# [WRITTEN TASK]
Give back the entire listing verbatim.

# [RECORD EXTRACTS]
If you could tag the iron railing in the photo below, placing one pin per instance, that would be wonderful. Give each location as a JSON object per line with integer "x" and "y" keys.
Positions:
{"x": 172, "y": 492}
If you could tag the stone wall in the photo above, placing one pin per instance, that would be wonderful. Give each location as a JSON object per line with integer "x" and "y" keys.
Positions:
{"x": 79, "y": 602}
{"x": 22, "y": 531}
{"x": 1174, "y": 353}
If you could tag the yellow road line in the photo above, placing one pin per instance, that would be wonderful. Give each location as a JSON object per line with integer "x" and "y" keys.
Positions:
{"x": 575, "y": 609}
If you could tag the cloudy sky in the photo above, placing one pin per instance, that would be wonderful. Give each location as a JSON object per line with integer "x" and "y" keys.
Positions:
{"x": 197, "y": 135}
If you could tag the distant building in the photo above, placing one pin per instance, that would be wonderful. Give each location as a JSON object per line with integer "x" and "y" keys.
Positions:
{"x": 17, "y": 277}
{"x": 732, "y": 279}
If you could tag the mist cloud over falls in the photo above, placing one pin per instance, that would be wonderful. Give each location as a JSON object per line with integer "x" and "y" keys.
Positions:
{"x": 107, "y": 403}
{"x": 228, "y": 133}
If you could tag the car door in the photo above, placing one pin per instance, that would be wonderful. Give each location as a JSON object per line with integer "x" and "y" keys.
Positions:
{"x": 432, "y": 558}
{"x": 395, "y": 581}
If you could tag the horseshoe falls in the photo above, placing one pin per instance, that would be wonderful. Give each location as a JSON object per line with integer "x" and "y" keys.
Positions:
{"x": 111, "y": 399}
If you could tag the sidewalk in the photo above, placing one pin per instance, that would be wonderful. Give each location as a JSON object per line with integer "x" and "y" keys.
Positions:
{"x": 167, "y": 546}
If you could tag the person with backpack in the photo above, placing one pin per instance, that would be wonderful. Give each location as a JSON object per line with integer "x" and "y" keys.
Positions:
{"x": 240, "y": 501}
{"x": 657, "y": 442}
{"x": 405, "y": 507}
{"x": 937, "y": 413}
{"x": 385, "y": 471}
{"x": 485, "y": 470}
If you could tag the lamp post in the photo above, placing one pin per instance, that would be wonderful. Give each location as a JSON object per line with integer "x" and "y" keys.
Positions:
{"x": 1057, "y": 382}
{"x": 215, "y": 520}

# [WRITTEN ANSWER]
If you could tag the iron railing in the photo below, placing one pin per instance, that would be wonderful. Give each location as a JSON object per line with integer "x" and "y" keys.
Positions:
{"x": 172, "y": 492}
If you could tag the stone wall in the photo above, placing one pin per instance, that would be wonderful. Give each location as a JSON object per line with integer "x" and "y" keys.
Positions:
{"x": 79, "y": 602}
{"x": 22, "y": 531}
{"x": 1174, "y": 353}
If you could tag the yellow road line in the photo above, placing one pin per instance, that would be wonderful. Give each location as a JSON object per line with integer "x" and "y" keys.
Positions:
{"x": 575, "y": 609}
If you could tag the cloudy sky in the photo above, placing one pin per instance, that would be wonderful. Give each location as a JSON object per line with integer "x" and "y" keys.
Positions:
{"x": 197, "y": 135}
If you could tag the distant building in the photo above, placing one pin per instance, that would be wonderful. Give each location as a JSON object per line with integer "x" and "y" keys.
Positions:
{"x": 17, "y": 277}
{"x": 732, "y": 279}
If you could tag the mist cloud over falls in the photo above, placing one pin per instance, that would be wonderful. Give each location as a JSON object per line with integer "x" and "y" keys.
Positions:
{"x": 107, "y": 403}
{"x": 228, "y": 133}
If you could tag the car door in the photo above, placing one pin per instance, that would be wonderful. Give each location as a JSON object per line with integer "x" and "y" keys.
Positions:
{"x": 432, "y": 558}
{"x": 395, "y": 581}
If you could tag the horseshoe falls in the photo above, placing one pin per instance, that would be wonderful. Give each location as a JSON object per line with integer "x" and "y" keys.
Positions:
{"x": 111, "y": 399}
If you could tag the sidewalk in the photo above, placing one pin per instance, that would be wonderful. Give each location as a JSON object per line with integer "x" and "y" keys.
Positions:
{"x": 167, "y": 546}
If you could tag the person with backpack in the photo above, placing one pin per instance, that would be wonderful. Give each location as a JSON object per line with integer "x" and "y" keys.
Positions:
{"x": 240, "y": 501}
{"x": 657, "y": 442}
{"x": 405, "y": 507}
{"x": 937, "y": 413}
{"x": 385, "y": 471}
{"x": 485, "y": 470}
If you could tag the lamp post in the photo above, placing one pin per instance, that would be wonderful. Give each location as a JSON object per line with integer "x" and "y" keys.
Positions:
{"x": 1057, "y": 382}
{"x": 215, "y": 520}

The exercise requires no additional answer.